* **Trecho do documento**
Anaximandro Amorim (1978) é escritor,
advogado, bacharel em Direito pela Universidade Federal do Espírito Santo
(UFES) e pós-graduado em Direito pela Escola da Magistratura do Trabalho da 17ª
Região (EMATRA - 17ª Região). Membro da Associação dos Professores de Francês
do Estado do Espírito Santo (APFES), do Conselho Estadual de Cultura, da
Academia Espírito-Santense de Letras e da Academia de Letras Humberto de
Campos, de Vila Velha/ES. Confira, abaixo, a crônica “Very Well, Rubem, Very
well”:
"Braga-me,
Rubem, Braga"
Zuzu Fontes
No ano do
centenário do cronista capixaba Rubem Braga (1913 - 1990), resolvi homenageá-lo
visitando seus escritos. Comprei o seu "Um pé de milho" por uma
bagatela (nem dez reais) e estou saboreando cada crônica. Uma delas me chamou a
atenção: foi o texto "Aula de inglês", bem humorado relato em que o
cronista se diz assustado ao não saber o que significa a palavra handkerchief
(lenço), mas aliviado ao acertar a palavra ashtray (cinzeiro). Por fim,
Braga termina espantado: será que um dia encontraria o embaixador britânico e
perguntaria is it an ashtray para ele?
Pois é, Rubem... eu também me pergunto para que
servem certas frases que a gente aprende nos cursos de idioma, sobretudo
inglês. Eu me lembro, por exemplo, de Do you want a coca? Além de fazer
propaganda para a Coca-Cola, descobri, mais tarde, que o refrigerante que mais
sai por lá é a Pepsi (e a gente não aprende Do you want a pepsi?). Tem
também coisas esquisitas do tipo Are you a boy or a girl? Acho que, se
você estiver na dúvida, melhor nem perguntar isso. Mas nenhuma bate a famosa The book is on
the table. Definitivamente. Pergunto, caro leitor: quantas
vezes você precisou dessa frase? Hein?
A coisa é
tão estapafúrdia que o dramaturgo romeno naturalizado francês Eugène Ionesco
(1909 - 1994) escreveu uma comédia chamada "A cantora careca", em
1950. A peça é uma das pérolas do "teatro do absurdo", a começar pelo
nome pois, segundo o próprio Ionesco, não há nem cantora e nem ela é careca! Na
verdade, o roteiro é uma colagem das frases do livro de inglês do dramaturgo.
Estudando o idioma no trem, ele percebeu que os textos não faziam sentido algum
e, assim, montou a peça, sucesso até hoje, com recordes de encenações. Tudo com
frase que a gente aprende por aí.

* **Instrução A**
Segundo a crônica sobre Rubem Braga, em que ano Eugène Ionesco escreveu "A cantora careca"?

* **Trechos dos registros**
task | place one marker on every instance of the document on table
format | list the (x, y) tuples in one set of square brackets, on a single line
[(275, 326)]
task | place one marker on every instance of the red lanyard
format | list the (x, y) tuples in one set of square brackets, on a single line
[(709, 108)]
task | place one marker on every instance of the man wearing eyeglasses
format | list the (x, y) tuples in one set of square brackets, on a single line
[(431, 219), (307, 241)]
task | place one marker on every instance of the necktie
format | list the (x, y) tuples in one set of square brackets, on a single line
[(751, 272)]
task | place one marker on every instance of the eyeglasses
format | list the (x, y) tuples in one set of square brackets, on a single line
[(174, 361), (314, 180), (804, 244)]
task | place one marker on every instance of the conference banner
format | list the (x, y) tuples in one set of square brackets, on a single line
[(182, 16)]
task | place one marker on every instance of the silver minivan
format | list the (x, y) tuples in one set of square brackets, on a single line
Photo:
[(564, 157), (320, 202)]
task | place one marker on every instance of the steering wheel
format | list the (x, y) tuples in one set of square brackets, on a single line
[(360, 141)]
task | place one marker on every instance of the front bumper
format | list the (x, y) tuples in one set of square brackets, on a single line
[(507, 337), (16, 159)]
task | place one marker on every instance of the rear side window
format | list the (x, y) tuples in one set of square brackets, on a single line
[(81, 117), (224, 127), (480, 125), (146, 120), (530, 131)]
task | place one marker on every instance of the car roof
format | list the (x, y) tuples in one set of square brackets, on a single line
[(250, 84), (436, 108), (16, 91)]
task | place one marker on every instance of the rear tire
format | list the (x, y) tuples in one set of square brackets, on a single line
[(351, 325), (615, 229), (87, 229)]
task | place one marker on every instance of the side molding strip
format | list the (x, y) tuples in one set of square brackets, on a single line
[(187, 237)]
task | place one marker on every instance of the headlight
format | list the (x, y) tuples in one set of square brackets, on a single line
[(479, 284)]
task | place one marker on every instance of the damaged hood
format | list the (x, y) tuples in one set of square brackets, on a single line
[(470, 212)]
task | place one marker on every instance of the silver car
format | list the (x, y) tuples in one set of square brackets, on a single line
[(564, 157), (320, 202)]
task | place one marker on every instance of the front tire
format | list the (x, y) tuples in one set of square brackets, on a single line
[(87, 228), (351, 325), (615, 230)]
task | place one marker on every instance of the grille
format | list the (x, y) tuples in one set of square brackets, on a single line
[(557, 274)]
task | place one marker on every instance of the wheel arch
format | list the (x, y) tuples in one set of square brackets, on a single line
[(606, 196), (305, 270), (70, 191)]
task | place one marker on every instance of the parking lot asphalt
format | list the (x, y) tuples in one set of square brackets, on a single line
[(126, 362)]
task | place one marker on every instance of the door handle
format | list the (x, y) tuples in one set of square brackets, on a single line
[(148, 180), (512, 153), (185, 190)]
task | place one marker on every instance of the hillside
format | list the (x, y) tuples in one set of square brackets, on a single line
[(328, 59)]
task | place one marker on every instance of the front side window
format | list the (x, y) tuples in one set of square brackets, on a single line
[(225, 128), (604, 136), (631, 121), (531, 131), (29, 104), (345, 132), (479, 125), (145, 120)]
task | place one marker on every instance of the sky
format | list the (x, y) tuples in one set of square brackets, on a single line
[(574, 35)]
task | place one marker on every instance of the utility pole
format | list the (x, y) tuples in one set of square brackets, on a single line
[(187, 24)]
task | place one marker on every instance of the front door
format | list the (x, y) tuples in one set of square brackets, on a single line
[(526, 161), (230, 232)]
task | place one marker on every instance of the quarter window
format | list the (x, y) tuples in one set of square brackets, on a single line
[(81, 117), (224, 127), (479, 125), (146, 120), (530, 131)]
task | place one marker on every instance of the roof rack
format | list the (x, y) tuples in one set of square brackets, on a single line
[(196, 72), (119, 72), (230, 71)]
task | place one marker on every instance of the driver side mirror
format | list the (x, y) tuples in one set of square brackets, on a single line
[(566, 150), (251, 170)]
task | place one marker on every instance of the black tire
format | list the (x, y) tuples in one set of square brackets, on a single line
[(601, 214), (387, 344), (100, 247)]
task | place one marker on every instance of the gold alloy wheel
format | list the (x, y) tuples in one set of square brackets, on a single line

* **Instrução B**
Transcreva em CSV de duas colunas, intituladas texto e resposta, os registros do trecho que se inicia na linha que contém "task | place one marker on every instance of the utility" e se encerra na linha que contém "[(526, 161), (230, 232)]", ambas incluídas. Faça uma linha por registro e ponha cada campo entre aspas, com as quebras de linha trocadas por espaços.

* **Resultado final A**
Em 1950.

* **Resultado final B**
texto,resposta
"task | place one marker on every instance of the utility pole format | list the (x, y) tuples in one set of square brackets, on a single line","[(187, 24)]"
"task | place one marker on every instance of the front door format | list the (x, y) tuples in one set of square brackets, on a single line","[(526, 161), (230, 232)]"